▶ What is expected:
Find every line below with the word "cushion". Then give only how many there are.

*** Material for this exercise Section Begins ***

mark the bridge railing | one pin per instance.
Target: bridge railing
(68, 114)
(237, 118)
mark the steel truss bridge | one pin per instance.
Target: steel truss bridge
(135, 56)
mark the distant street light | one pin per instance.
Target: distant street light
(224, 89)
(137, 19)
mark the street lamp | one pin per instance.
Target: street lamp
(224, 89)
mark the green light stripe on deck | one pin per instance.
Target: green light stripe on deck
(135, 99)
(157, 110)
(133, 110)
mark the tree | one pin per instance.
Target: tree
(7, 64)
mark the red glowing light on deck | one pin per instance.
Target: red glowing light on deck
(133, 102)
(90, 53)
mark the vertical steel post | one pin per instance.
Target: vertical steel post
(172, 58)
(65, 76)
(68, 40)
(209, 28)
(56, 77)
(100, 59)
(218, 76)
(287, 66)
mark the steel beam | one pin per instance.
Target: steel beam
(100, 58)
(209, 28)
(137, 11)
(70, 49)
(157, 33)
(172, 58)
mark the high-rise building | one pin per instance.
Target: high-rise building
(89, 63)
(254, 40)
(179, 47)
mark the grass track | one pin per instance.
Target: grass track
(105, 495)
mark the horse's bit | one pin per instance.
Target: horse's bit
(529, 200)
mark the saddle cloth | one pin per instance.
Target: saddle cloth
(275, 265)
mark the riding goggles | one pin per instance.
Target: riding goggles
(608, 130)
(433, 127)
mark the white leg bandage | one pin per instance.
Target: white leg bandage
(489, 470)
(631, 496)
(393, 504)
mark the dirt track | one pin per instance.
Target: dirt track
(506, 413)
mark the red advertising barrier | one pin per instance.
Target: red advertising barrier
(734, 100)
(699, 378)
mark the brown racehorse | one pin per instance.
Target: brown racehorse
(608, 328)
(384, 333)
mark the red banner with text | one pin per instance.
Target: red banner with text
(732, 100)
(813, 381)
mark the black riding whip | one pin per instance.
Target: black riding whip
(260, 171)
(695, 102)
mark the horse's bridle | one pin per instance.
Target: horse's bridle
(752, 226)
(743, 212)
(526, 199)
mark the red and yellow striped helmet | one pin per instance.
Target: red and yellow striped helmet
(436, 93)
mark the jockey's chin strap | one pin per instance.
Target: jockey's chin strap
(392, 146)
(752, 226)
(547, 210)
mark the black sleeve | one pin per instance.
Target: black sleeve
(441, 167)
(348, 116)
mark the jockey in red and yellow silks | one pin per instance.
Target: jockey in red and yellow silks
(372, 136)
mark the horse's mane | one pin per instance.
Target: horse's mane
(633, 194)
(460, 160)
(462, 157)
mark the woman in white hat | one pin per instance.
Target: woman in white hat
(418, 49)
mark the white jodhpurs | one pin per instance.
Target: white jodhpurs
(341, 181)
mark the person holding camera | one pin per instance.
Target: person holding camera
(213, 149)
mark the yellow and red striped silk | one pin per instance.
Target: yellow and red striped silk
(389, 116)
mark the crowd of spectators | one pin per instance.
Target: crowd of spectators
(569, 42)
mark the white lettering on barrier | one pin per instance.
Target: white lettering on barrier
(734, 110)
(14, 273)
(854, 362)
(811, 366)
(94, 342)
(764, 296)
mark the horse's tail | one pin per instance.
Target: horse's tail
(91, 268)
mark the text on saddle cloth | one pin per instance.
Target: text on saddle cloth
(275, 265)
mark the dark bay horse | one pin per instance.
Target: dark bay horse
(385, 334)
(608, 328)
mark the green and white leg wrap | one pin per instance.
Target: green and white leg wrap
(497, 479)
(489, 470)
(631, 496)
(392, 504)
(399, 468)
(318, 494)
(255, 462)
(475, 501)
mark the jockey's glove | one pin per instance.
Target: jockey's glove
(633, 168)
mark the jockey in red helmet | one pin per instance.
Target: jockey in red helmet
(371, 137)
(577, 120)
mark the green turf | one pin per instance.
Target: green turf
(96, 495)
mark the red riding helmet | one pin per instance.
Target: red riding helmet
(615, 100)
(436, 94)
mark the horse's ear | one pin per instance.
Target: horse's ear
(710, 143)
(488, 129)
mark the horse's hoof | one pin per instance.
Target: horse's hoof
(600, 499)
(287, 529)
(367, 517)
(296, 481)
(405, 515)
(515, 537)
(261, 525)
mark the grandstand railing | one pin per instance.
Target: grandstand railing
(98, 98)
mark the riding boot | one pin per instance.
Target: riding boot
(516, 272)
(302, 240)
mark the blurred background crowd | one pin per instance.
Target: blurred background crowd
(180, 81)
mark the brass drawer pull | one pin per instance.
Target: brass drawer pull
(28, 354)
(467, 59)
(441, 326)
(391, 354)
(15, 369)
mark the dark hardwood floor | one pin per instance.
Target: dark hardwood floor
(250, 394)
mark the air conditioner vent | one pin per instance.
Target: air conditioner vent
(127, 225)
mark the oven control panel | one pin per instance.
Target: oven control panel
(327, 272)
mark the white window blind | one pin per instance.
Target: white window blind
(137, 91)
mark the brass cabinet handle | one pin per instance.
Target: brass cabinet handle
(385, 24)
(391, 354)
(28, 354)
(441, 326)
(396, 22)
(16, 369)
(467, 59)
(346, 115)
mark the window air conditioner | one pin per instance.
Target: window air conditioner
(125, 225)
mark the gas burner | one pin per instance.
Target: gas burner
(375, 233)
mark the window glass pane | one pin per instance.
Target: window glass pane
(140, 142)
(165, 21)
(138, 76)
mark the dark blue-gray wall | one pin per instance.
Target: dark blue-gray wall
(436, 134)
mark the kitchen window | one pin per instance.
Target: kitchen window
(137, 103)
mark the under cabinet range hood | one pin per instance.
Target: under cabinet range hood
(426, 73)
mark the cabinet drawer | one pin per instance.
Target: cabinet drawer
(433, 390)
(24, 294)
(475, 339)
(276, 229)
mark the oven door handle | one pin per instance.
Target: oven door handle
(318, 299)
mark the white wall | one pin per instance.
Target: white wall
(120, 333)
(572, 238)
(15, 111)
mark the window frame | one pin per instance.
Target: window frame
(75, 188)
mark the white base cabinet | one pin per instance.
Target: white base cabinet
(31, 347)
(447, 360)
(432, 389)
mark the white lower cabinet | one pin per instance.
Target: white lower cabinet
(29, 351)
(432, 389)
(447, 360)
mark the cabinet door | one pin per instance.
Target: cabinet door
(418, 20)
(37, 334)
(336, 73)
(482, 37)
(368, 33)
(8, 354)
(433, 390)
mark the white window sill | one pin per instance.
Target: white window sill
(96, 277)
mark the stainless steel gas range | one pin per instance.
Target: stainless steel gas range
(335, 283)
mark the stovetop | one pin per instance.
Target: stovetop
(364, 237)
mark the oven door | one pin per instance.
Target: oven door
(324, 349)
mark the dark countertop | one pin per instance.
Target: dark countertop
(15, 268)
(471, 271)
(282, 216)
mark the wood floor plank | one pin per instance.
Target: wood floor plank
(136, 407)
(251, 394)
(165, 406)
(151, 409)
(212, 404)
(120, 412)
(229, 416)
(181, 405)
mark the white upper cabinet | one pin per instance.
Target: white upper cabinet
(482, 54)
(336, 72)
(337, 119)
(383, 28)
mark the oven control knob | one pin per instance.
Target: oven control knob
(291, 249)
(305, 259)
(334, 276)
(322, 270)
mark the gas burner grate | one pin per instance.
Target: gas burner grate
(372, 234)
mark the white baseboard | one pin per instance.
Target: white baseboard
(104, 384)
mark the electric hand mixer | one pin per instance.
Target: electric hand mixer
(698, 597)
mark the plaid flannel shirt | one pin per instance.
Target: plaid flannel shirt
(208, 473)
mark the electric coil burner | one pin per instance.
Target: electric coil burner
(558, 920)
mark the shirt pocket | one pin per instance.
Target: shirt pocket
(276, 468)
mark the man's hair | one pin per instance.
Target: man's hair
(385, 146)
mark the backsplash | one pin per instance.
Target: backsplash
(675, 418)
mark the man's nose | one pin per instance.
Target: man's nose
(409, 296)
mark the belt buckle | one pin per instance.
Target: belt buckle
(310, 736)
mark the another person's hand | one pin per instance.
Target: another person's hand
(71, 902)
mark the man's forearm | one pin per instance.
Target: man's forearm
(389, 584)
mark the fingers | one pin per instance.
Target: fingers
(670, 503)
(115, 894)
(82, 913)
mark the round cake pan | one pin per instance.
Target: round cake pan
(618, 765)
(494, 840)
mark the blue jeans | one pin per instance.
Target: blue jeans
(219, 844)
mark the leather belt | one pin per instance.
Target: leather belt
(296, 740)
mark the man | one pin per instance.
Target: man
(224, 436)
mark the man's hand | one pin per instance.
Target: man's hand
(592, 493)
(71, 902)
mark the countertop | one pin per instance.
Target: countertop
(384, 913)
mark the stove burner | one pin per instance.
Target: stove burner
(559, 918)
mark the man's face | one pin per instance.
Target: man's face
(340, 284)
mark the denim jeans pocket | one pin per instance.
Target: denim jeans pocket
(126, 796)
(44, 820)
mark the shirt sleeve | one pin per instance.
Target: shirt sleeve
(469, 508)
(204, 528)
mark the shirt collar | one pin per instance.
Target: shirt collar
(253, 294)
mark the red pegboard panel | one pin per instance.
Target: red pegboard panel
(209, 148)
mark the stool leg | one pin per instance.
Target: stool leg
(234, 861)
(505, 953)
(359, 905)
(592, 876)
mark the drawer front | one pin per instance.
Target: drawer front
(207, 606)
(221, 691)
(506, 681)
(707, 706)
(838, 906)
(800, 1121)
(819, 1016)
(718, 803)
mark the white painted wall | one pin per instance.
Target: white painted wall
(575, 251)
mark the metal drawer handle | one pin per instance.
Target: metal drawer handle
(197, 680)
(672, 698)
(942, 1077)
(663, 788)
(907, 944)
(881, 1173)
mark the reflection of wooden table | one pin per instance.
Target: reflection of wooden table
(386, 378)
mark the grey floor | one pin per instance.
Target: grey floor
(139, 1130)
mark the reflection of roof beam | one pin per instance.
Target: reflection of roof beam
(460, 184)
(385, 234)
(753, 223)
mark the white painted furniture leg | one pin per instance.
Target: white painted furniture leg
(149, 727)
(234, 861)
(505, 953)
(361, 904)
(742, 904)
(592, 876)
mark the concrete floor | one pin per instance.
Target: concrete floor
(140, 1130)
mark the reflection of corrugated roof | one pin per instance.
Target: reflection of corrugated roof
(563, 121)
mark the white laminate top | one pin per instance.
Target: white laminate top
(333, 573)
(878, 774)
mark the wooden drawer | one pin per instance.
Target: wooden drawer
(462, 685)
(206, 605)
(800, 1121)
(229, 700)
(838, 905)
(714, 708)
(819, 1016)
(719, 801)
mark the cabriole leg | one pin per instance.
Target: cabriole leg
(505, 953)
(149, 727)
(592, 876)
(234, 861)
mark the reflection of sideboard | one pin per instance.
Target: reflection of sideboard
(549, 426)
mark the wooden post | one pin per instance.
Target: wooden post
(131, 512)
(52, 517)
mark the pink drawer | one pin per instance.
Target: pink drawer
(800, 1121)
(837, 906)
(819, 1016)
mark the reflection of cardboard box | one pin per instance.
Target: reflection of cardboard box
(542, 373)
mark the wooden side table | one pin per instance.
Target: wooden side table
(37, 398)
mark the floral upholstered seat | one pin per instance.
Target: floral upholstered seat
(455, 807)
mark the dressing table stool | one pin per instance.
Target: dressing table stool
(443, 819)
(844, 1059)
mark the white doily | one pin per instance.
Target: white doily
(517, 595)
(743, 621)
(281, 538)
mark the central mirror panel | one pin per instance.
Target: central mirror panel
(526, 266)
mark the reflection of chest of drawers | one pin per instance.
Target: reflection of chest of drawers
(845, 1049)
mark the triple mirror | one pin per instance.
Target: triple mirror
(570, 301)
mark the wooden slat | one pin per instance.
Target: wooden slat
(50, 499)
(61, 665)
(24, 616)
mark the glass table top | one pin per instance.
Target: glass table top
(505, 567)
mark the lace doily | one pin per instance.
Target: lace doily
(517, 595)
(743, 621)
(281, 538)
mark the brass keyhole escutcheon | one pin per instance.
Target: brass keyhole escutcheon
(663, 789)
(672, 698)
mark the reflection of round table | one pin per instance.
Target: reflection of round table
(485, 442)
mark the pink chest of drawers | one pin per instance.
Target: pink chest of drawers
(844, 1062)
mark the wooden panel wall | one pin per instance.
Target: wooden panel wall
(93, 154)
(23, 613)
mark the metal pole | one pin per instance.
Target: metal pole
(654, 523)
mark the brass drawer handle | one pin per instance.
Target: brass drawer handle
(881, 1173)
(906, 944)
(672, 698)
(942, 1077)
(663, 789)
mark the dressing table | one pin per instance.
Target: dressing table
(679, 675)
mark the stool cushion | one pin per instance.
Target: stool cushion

*** Material for this exercise Section Ends ***

▶ Task result:
2